## What you should do:
Could every line of the data be printed exactly as it reads?

━━━ Data for analysis ━━━

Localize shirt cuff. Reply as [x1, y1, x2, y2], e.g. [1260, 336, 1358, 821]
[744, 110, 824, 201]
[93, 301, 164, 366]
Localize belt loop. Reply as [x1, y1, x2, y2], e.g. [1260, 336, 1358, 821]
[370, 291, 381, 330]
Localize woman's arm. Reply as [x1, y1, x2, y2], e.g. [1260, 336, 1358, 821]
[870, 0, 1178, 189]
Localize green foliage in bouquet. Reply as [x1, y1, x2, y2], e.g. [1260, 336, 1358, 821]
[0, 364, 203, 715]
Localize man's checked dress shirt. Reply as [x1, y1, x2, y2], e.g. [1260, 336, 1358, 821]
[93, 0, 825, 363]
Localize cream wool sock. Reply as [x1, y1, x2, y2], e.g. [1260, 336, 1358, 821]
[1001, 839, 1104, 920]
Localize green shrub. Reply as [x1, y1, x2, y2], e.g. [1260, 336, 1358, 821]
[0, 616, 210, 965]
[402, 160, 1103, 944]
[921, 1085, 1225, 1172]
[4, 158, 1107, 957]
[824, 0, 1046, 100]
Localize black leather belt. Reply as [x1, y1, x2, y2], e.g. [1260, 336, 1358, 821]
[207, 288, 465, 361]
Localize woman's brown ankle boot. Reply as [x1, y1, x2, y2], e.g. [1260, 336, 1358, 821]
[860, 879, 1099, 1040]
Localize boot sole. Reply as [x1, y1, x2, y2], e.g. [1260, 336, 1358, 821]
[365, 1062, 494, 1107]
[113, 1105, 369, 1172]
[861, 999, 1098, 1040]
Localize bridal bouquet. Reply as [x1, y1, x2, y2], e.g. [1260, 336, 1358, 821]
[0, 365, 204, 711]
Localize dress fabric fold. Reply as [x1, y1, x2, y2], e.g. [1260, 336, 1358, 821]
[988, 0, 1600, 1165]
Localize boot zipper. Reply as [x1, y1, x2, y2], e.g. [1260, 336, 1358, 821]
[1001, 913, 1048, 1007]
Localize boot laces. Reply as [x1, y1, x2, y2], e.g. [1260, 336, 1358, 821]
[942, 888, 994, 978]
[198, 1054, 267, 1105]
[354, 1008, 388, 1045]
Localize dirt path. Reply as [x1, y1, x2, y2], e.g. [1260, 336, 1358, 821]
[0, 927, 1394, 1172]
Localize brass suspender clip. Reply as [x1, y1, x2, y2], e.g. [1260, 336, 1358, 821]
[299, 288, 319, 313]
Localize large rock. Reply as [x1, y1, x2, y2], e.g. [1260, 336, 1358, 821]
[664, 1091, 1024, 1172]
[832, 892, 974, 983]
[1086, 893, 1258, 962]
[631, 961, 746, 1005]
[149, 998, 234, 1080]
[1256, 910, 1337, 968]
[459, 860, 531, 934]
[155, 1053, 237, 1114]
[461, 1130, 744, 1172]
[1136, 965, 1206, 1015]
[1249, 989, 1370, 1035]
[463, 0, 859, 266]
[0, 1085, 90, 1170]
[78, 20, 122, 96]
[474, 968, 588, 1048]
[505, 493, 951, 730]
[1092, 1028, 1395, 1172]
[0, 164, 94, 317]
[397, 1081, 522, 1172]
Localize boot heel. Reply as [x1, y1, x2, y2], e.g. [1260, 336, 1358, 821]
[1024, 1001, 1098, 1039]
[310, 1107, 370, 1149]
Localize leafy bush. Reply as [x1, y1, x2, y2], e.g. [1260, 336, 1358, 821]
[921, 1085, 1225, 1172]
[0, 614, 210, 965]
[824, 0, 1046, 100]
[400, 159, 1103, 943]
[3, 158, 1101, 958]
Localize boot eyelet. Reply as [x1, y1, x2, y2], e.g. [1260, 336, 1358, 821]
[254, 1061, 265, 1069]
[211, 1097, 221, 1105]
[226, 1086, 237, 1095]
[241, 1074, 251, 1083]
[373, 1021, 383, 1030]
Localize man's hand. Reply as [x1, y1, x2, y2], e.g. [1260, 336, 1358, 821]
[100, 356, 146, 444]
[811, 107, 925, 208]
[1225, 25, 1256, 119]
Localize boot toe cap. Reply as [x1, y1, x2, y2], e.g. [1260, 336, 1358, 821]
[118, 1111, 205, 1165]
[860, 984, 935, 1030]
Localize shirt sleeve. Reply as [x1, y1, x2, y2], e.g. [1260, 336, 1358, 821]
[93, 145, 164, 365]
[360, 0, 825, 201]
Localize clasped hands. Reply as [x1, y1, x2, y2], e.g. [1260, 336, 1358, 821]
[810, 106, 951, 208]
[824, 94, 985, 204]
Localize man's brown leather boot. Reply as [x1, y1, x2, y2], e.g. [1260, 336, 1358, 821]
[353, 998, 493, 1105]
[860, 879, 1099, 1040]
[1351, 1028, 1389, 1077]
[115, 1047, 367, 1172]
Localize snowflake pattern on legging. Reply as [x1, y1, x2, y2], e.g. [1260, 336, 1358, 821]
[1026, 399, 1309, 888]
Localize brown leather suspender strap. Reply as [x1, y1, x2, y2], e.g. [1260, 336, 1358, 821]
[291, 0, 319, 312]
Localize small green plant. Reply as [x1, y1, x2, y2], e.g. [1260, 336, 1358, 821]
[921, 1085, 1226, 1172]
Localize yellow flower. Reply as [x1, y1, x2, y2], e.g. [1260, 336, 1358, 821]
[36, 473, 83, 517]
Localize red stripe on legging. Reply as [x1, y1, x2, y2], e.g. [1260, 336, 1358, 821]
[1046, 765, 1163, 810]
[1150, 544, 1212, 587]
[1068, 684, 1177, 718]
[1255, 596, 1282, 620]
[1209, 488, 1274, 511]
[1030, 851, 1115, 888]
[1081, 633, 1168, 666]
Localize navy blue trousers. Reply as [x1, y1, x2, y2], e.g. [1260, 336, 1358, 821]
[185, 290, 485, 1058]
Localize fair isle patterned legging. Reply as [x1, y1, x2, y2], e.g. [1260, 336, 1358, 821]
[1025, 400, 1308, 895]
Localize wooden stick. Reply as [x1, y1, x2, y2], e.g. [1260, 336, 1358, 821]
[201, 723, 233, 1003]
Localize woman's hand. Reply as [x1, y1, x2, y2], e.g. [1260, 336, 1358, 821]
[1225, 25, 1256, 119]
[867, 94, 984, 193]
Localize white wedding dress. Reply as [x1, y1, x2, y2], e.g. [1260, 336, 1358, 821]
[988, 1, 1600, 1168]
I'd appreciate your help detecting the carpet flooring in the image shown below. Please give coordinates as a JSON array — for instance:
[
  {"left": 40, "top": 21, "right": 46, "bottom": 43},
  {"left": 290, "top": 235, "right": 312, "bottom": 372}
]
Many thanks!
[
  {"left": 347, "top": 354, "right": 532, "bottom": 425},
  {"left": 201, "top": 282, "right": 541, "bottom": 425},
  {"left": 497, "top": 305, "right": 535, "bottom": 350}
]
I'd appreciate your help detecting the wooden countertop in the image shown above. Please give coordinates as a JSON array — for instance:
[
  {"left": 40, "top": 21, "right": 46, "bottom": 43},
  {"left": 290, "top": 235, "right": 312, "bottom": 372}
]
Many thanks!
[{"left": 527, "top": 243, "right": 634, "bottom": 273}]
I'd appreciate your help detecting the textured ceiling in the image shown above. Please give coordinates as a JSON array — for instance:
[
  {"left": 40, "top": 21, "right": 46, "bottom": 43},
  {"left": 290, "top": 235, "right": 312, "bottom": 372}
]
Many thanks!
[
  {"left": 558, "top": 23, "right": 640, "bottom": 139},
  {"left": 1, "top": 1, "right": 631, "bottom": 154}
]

━━━

## Output for this task:
Localize shirt cuff. Reply as [x1, y1, x2, y2], e.g. [1260, 336, 1358, 821]
[744, 110, 824, 201]
[93, 301, 164, 366]
Localize belt loop. Reply as [x1, y1, x2, y2], e.g. [1260, 336, 1358, 821]
[370, 291, 381, 330]
Localize woman's arm. Reply as [x1, y1, x2, y2], e.g. [1260, 336, 1358, 821]
[870, 0, 1178, 189]
Localize green foliage in bouquet. Reply as [x1, y1, x2, y2], e.g. [1260, 336, 1358, 821]
[0, 364, 203, 715]
Localize man's checked dress shirt. Reply as [x1, y1, x2, y2], e.g. [1260, 336, 1358, 821]
[93, 0, 825, 363]
Localize cream wool sock. Reply as [x1, y1, x2, y2], e.g. [1260, 336, 1358, 821]
[1001, 839, 1104, 920]
Localize green shrub. Reply as [x1, y1, x2, y2], e.g. [1260, 336, 1358, 821]
[0, 616, 210, 965]
[402, 160, 1103, 944]
[921, 1085, 1225, 1172]
[4, 158, 1107, 957]
[824, 0, 1046, 100]
Localize black leather belt. Reply as [x1, y1, x2, y2], e.g. [1260, 336, 1358, 821]
[207, 288, 465, 361]
Localize woman's brown ankle boot. Reply as [x1, y1, x2, y2], e.g. [1260, 336, 1358, 821]
[860, 879, 1099, 1040]
Localize boot sole. Reply as [x1, y1, x2, y2], e.g. [1260, 336, 1358, 821]
[365, 1062, 494, 1107]
[113, 1105, 369, 1172]
[861, 999, 1098, 1040]
Localize bridal bouquet. Reply as [x1, y1, x2, y2], e.g. [1260, 336, 1358, 821]
[0, 365, 204, 711]
Localize dress fabric fold. Reply as [x1, y1, x2, y2], e.g. [1260, 336, 1358, 821]
[988, 0, 1600, 1165]
Localize boot zipper. Reply as [x1, y1, x2, y2], e.g. [1260, 336, 1358, 821]
[1001, 913, 1048, 1007]
Localize boot laces. Reply as [x1, y1, x2, y2], e.g. [1260, 336, 1358, 821]
[942, 888, 994, 978]
[198, 1054, 267, 1105]
[354, 1008, 388, 1045]
Localize dirt path. Reply as [x1, y1, x2, y2], e.g. [1260, 336, 1358, 821]
[0, 927, 1394, 1172]
Localize brass suspender clip. Reply as [x1, y1, x2, y2], e.g. [1260, 336, 1358, 821]
[299, 288, 319, 313]
Localize large rock. Reply as [x1, y1, x2, y2], e.g. [1260, 336, 1358, 821]
[664, 1091, 1024, 1172]
[832, 892, 974, 983]
[1086, 893, 1258, 962]
[631, 961, 746, 1005]
[149, 998, 234, 1080]
[1256, 910, 1337, 968]
[459, 860, 531, 934]
[155, 1053, 237, 1114]
[461, 1130, 744, 1172]
[1136, 965, 1206, 1015]
[1249, 989, 1370, 1035]
[463, 0, 859, 266]
[0, 1085, 90, 1170]
[78, 20, 122, 96]
[474, 968, 588, 1048]
[505, 493, 951, 730]
[1092, 1028, 1395, 1172]
[0, 164, 94, 317]
[397, 1081, 522, 1172]
Localize boot heel. Reply as [x1, y1, x2, y2], e.g. [1260, 336, 1358, 821]
[1024, 1001, 1098, 1039]
[310, 1107, 370, 1149]
Localize leafy bush. Reply as [x1, y1, x2, y2], e.g. [1260, 336, 1358, 821]
[921, 1085, 1225, 1172]
[0, 614, 210, 965]
[824, 0, 1046, 100]
[400, 159, 1103, 943]
[3, 158, 1101, 958]
Localize boot eyelet. Reply as [x1, y1, x2, y2], e.g. [1260, 336, 1358, 821]
[254, 1061, 265, 1069]
[211, 1097, 221, 1105]
[226, 1086, 237, 1095]
[241, 1074, 251, 1083]
[373, 1021, 383, 1030]
Localize man's hand. Reply as [x1, y1, x2, y2], e.g. [1260, 336, 1358, 821]
[100, 356, 146, 444]
[811, 107, 925, 208]
[1225, 25, 1256, 119]
Localize boot toe cap. Reply as [x1, y1, x2, y2], e.g. [1260, 336, 1358, 821]
[118, 1111, 205, 1165]
[860, 984, 935, 1030]
Localize shirt sleeve. Reply as [x1, y1, x2, y2], e.g. [1260, 336, 1358, 821]
[93, 145, 164, 365]
[360, 0, 825, 201]
Localize clasped hands. Reply as [x1, y1, x2, y2], e.g. [1260, 336, 1358, 821]
[810, 106, 951, 208]
[824, 94, 985, 204]
Localize man's brown leather boot. Reply as [x1, y1, x2, y2], e.g. [1260, 336, 1358, 821]
[353, 998, 493, 1105]
[860, 879, 1099, 1040]
[1351, 1028, 1389, 1077]
[115, 1047, 367, 1172]
Localize snowflake pattern on legging. Reply as [x1, y1, x2, y2], e.g. [1260, 336, 1358, 821]
[1026, 399, 1309, 888]
Localize brown leather suspender strap. Reply as [x1, y1, x2, y2], e.g. [1260, 336, 1358, 821]
[291, 0, 319, 312]
Localize small green plant. Reply as [x1, y1, x2, y2], e.g. [1260, 336, 1358, 821]
[921, 1085, 1226, 1172]
Localize yellow flower. Reply as [x1, y1, x2, y2], e.g. [1260, 336, 1358, 821]
[36, 473, 83, 517]
Localize red stripe on legging. Reply as [x1, y1, x2, y2], e.g. [1260, 336, 1358, 821]
[1046, 765, 1163, 810]
[1150, 544, 1212, 587]
[1068, 684, 1177, 718]
[1255, 596, 1282, 620]
[1209, 488, 1274, 511]
[1030, 851, 1115, 888]
[1081, 633, 1168, 666]
Localize navy blue trousers. Reply as [x1, y1, x2, y2], e.g. [1260, 336, 1358, 821]
[185, 290, 485, 1058]
Localize fair isle patterned legging. Reply as [x1, y1, x2, y2], e.g. [1260, 336, 1358, 821]
[1025, 400, 1308, 895]
Localize wooden stick. Reply as [x1, y1, x2, y2], e.g. [1260, 336, 1358, 821]
[201, 723, 233, 1003]
Localize woman's hand. Reply as [x1, y1, x2, y2], e.g. [1260, 336, 1358, 821]
[1225, 25, 1256, 119]
[867, 94, 984, 193]
Localize white wedding dress. Reply as [x1, y1, x2, y2], e.g. [1260, 336, 1358, 821]
[988, 1, 1600, 1168]
I'd appreciate your help detecting the carpet flooring in the image shown below. Please give coordinates as a JSON array — for instance:
[
  {"left": 40, "top": 21, "right": 46, "bottom": 43},
  {"left": 290, "top": 235, "right": 312, "bottom": 372}
]
Many thanks!
[
  {"left": 347, "top": 354, "right": 532, "bottom": 425},
  {"left": 201, "top": 282, "right": 541, "bottom": 425},
  {"left": 497, "top": 305, "right": 535, "bottom": 350}
]
I'd appreciate your help detecting the wooden countertop in the image shown above. Please give coordinates as a JSON array — for instance:
[
  {"left": 40, "top": 21, "right": 46, "bottom": 43},
  {"left": 290, "top": 235, "right": 312, "bottom": 372}
]
Many thanks!
[{"left": 527, "top": 243, "right": 634, "bottom": 273}]
I'd appreciate your help detecting the textured ceiling in the image shown above. Please give coordinates as a JSON array — for instance:
[
  {"left": 40, "top": 21, "right": 46, "bottom": 43},
  {"left": 290, "top": 235, "right": 312, "bottom": 372}
]
Many thanks!
[
  {"left": 558, "top": 23, "right": 640, "bottom": 139},
  {"left": 1, "top": 1, "right": 631, "bottom": 154}
]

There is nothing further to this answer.